[Stored data entries]

=-=-=-=-=

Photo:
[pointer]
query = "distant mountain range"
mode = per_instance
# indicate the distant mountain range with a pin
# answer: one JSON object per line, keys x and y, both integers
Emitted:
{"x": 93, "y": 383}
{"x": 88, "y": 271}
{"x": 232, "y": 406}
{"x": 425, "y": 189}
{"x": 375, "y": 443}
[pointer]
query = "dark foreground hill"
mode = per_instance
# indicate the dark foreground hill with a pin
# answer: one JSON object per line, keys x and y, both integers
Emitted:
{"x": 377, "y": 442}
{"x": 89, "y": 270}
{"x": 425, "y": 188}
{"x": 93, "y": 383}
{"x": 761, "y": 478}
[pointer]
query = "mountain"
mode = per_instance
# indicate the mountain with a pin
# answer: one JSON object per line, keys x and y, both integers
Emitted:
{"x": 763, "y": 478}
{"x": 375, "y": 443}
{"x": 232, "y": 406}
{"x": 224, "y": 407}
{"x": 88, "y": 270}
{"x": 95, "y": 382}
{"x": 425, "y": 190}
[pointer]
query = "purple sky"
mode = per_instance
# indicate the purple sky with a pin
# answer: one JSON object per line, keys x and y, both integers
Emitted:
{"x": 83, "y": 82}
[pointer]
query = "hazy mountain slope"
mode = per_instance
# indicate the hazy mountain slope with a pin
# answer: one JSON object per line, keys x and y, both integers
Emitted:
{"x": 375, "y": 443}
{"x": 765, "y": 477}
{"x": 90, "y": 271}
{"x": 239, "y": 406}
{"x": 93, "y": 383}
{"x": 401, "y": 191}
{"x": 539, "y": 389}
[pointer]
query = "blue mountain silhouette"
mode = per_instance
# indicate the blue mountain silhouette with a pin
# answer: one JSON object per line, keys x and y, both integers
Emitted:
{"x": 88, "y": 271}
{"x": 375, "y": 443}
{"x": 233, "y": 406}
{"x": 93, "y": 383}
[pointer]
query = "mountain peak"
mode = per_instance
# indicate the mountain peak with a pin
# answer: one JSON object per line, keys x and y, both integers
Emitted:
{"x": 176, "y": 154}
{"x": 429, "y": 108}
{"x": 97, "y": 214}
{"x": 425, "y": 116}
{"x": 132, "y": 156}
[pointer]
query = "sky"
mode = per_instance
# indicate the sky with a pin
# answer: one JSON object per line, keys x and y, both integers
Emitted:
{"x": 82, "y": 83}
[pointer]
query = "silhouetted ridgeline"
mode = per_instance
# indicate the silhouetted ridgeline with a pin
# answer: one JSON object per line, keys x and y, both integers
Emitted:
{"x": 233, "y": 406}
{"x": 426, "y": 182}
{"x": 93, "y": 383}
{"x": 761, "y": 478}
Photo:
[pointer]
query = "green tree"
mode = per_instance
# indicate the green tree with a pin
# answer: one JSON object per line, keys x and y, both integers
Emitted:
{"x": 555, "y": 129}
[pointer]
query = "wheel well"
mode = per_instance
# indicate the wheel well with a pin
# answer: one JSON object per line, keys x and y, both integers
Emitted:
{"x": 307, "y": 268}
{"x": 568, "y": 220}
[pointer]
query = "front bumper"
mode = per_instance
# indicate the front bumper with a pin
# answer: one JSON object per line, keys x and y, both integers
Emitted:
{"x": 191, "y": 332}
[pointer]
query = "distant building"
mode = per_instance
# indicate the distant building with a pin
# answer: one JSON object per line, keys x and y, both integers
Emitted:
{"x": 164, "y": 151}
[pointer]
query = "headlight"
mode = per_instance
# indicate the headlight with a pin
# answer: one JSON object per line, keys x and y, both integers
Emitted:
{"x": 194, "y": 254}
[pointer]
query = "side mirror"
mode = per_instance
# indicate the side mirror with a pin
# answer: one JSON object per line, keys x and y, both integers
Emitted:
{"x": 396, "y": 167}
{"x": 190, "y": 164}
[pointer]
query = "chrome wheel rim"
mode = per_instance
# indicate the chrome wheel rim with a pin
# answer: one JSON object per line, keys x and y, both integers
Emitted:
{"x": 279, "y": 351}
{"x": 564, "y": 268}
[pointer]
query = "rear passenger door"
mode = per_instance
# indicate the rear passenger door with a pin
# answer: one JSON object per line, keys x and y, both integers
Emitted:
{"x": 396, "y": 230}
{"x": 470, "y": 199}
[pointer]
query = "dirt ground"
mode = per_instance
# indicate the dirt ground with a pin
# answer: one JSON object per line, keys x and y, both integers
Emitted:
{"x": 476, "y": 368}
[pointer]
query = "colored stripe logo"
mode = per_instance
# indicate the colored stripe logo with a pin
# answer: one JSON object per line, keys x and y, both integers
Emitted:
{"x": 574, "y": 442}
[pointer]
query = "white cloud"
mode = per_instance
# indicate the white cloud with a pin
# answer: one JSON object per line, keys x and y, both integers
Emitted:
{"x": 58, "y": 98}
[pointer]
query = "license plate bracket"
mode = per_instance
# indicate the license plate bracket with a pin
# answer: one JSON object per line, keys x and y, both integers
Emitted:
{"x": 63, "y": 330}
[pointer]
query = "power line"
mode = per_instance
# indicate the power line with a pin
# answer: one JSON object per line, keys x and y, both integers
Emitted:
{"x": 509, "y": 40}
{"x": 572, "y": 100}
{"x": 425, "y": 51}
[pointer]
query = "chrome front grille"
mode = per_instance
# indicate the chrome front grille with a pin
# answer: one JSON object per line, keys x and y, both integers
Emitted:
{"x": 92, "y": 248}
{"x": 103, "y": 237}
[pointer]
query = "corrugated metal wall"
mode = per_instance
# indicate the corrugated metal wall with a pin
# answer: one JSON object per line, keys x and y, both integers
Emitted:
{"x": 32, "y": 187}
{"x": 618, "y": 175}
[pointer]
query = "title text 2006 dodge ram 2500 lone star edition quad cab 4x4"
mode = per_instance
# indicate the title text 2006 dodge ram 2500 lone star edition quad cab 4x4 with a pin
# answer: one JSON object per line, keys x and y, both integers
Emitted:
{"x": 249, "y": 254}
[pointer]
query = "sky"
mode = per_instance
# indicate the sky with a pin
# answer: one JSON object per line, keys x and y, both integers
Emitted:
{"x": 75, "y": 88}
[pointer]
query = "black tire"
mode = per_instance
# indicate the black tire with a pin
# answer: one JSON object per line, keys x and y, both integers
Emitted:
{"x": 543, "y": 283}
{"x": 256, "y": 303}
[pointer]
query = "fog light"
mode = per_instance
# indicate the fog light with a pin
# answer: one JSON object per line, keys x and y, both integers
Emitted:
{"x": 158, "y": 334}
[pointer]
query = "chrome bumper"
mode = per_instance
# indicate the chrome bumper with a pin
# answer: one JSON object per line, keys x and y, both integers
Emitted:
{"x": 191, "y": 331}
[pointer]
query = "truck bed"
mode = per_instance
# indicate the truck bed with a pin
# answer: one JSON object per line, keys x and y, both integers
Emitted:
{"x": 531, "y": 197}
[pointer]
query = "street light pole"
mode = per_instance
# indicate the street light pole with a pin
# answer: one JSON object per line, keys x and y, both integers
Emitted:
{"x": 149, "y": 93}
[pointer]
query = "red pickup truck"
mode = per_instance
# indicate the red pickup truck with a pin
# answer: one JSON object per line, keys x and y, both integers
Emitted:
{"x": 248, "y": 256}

=-=-=-=-=

### WORK REQUIRED
Start at the first line of the entries and stop at the line that contains "# indicate the dark". Repeat every line in that span exactly, and nothing beyond it.

### ANSWER SPACE
Photo:
[pointer]
query = "distant mountain range"
mode = per_instance
# indicate the distant mountain range with a pin
# answer: one JSON object per line, keys x and y, both integers
Emitted:
{"x": 93, "y": 383}
{"x": 88, "y": 271}
{"x": 232, "y": 406}
{"x": 425, "y": 189}
{"x": 375, "y": 443}
[pointer]
query = "dark foreground hill"
mode = per_instance
# indicate the dark foreground hill with a pin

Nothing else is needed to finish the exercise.